Exercise materials →
• • • •

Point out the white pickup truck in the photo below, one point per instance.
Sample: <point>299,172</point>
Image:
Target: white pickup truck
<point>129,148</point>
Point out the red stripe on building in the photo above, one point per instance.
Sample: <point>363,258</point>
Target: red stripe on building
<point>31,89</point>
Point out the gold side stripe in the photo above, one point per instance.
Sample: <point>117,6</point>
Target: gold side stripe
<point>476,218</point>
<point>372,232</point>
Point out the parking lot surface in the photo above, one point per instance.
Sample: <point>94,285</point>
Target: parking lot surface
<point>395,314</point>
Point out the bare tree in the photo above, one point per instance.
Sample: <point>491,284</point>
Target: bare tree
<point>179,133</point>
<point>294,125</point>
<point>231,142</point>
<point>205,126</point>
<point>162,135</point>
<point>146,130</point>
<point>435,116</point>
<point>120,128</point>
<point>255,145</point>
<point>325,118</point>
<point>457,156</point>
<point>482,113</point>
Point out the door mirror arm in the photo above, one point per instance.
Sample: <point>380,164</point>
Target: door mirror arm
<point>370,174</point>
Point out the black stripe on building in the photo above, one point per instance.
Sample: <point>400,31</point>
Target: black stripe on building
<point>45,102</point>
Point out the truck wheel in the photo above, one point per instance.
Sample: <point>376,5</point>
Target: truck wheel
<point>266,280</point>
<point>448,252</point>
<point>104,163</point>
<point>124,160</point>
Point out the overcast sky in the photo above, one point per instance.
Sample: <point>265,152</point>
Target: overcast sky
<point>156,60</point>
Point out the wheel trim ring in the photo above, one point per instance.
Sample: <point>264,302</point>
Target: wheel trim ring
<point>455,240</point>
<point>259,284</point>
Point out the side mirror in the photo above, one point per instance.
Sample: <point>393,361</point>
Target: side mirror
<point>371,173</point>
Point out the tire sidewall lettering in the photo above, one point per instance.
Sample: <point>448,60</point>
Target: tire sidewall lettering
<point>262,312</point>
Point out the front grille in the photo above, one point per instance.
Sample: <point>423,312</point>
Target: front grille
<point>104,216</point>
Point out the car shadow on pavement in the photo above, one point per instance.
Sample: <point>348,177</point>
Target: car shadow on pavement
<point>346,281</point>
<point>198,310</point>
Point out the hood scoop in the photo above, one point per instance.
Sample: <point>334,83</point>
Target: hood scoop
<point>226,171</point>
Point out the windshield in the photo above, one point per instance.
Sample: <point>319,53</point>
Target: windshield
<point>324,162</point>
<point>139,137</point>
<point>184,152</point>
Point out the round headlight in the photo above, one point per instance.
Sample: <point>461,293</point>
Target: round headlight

• • • •

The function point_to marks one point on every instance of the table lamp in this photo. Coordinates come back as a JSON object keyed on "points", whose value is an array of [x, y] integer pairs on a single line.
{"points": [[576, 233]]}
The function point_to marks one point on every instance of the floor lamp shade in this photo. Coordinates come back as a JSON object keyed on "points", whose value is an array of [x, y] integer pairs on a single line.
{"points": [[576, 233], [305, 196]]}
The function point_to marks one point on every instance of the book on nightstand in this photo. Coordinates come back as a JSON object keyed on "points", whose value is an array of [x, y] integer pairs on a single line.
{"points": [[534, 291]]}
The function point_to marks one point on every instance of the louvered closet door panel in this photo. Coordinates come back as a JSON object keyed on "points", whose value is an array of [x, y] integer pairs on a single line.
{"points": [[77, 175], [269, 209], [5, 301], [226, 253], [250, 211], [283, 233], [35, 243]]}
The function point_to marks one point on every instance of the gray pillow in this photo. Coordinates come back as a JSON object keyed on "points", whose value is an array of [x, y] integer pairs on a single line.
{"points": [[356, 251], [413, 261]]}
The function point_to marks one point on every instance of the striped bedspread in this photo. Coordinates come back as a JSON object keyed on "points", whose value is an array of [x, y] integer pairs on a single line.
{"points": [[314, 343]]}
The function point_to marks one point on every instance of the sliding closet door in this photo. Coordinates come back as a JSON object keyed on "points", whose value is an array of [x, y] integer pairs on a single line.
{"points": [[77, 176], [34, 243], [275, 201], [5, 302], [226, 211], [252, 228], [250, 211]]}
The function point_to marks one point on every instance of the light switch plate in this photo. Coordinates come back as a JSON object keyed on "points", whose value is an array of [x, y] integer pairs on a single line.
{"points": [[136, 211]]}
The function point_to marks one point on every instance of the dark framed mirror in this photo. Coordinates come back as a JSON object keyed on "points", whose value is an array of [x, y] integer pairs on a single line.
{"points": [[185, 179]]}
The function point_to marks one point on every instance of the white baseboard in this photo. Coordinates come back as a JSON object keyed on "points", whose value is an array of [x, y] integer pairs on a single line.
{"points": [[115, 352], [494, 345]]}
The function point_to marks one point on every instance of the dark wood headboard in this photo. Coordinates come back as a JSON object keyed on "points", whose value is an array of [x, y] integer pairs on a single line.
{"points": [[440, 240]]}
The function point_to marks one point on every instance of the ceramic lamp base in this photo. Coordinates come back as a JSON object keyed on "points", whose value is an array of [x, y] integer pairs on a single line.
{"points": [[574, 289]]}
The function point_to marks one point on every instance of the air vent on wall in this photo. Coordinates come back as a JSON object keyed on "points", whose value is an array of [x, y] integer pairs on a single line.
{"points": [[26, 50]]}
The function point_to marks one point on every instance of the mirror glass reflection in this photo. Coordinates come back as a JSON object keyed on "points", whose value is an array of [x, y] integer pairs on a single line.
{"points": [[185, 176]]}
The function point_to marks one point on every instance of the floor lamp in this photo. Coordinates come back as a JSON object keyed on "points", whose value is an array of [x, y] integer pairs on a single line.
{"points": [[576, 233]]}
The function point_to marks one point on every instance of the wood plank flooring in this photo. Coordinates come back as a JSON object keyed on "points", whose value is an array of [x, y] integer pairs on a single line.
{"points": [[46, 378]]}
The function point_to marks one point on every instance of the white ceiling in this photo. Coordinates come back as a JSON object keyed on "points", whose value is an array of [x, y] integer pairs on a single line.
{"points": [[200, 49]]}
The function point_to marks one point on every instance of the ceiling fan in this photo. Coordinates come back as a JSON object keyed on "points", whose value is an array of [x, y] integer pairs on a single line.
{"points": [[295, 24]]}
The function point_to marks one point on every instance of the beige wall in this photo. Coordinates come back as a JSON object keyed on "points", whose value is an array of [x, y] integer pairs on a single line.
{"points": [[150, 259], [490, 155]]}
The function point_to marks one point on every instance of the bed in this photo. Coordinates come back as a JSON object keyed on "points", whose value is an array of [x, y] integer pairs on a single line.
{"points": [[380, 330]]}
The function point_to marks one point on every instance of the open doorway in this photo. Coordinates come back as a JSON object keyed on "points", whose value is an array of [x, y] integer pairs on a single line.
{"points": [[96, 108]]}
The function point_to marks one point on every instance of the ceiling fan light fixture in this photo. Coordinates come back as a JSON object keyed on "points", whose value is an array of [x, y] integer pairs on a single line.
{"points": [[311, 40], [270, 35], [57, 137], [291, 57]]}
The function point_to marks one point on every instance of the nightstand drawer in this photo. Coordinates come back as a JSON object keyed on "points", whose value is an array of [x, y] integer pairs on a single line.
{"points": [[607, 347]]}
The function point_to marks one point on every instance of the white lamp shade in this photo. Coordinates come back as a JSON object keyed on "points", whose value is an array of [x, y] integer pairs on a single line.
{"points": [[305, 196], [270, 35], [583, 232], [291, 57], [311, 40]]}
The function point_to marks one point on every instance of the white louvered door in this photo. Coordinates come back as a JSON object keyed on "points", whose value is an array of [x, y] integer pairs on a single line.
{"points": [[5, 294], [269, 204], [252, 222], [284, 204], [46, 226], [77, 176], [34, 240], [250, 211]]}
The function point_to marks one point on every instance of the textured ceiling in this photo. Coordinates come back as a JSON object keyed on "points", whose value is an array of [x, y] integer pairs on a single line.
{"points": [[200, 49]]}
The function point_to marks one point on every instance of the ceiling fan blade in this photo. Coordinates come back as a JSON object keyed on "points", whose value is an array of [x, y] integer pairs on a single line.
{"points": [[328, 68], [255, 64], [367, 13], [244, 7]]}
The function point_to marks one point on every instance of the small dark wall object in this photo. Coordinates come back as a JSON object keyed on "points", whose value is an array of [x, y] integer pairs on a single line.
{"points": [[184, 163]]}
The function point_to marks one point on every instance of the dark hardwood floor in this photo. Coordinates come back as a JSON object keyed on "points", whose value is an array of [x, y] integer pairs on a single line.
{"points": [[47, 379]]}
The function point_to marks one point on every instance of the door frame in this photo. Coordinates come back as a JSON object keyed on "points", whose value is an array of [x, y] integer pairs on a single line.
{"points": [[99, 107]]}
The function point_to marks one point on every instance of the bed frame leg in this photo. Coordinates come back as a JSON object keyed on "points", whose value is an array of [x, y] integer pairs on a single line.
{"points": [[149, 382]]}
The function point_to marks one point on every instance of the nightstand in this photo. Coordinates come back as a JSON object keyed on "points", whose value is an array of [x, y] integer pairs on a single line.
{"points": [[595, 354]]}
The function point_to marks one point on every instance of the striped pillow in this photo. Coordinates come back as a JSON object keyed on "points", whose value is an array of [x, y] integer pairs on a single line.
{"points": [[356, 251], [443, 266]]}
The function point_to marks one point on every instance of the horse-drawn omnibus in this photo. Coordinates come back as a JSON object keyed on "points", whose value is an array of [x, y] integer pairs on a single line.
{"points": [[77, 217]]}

• • • •

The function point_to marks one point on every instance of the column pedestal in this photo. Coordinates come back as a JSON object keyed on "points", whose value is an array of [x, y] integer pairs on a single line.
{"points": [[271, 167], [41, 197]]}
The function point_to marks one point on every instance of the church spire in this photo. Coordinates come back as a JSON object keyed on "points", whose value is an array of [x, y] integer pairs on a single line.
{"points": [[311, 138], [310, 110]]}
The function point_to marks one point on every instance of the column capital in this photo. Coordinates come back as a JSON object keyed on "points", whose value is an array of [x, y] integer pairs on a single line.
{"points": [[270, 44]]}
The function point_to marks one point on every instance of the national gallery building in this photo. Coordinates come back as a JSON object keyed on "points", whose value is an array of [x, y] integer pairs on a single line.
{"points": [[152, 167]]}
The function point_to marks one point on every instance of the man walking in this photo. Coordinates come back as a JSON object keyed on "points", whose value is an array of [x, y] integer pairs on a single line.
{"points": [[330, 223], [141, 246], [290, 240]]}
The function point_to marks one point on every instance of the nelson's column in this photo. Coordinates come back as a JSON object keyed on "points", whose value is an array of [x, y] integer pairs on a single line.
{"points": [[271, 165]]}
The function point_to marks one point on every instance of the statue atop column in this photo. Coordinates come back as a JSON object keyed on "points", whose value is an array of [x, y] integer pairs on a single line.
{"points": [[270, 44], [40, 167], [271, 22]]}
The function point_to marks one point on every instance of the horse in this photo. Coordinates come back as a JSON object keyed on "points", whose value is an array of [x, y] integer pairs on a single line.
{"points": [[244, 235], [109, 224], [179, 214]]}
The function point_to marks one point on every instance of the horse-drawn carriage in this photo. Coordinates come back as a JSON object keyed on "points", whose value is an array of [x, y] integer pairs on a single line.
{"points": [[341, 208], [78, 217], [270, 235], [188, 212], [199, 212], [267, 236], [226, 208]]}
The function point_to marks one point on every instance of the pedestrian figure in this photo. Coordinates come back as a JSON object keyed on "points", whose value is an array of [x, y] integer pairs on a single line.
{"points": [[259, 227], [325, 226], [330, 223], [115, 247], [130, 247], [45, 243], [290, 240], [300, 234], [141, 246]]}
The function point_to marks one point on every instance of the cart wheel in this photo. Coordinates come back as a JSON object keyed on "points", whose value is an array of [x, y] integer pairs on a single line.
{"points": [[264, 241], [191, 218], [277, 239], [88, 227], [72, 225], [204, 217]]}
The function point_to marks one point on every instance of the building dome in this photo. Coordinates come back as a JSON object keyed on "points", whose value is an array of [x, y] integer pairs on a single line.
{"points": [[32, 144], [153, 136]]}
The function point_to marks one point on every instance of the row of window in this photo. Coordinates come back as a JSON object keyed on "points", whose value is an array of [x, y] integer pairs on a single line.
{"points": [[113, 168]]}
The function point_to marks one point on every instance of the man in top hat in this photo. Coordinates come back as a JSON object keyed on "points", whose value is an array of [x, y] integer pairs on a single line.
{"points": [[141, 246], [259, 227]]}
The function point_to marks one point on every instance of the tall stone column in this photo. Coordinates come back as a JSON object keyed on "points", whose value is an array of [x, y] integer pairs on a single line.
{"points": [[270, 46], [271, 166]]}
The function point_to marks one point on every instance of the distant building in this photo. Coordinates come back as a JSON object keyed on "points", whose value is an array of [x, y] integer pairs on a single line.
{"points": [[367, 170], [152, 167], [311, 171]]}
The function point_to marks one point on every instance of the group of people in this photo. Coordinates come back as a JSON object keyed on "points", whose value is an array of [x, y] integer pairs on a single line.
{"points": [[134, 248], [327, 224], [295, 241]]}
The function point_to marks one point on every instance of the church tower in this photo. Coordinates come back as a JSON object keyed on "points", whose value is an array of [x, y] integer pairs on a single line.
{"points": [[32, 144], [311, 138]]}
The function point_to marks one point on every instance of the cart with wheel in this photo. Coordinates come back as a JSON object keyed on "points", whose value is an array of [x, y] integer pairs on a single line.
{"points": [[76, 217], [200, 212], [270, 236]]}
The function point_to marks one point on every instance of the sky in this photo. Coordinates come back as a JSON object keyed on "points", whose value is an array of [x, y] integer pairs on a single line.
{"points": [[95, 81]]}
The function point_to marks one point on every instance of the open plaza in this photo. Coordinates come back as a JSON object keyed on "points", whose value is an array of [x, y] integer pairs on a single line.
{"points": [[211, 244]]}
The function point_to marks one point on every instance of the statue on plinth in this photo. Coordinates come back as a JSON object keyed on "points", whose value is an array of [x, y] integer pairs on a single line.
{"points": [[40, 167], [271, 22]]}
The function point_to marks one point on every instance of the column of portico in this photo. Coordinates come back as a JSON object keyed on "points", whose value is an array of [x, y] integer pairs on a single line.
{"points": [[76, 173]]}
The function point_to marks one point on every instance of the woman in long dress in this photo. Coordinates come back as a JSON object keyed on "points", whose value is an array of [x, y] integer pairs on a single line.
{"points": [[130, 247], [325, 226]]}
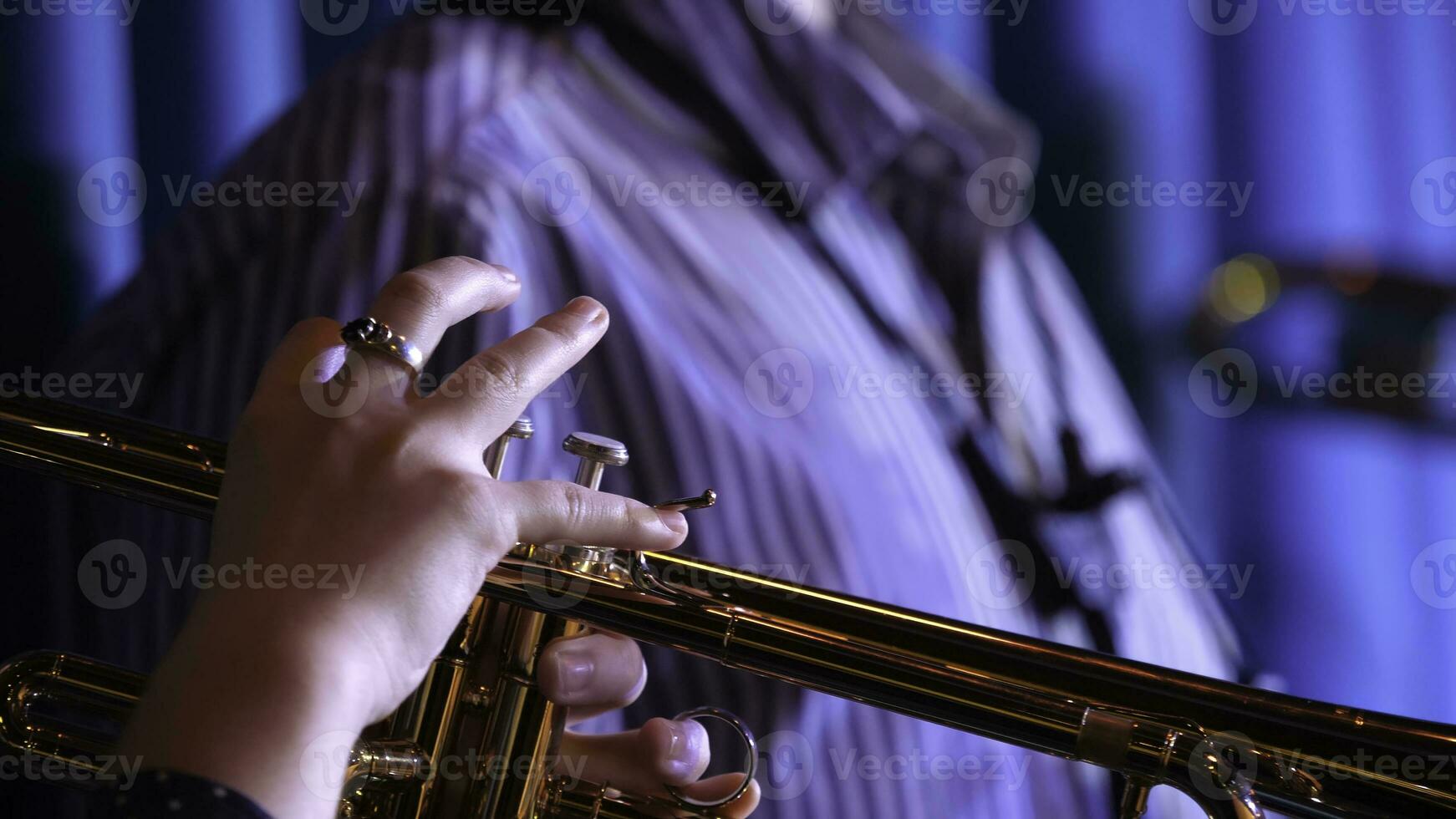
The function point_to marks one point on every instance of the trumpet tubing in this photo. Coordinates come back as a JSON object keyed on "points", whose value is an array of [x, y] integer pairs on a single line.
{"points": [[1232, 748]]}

• • • •

What you have to do → Identify every line in the material above that contains the string "striped", matching case exactly, and copy each of those lines in full.

Final result →
The function point_to marks one point on every instance of the striped bedspread in this photo. Coordinates come back as a JSON object keyed on "points", whose value is an array of [x, y] integer pairs on a single line.
The function point_to marks one point on every instance of the striped pillow in this photo. Coordinates come back as a JSON object keyed on "points", whose value is an array of [x, y] integer pairs on a single line.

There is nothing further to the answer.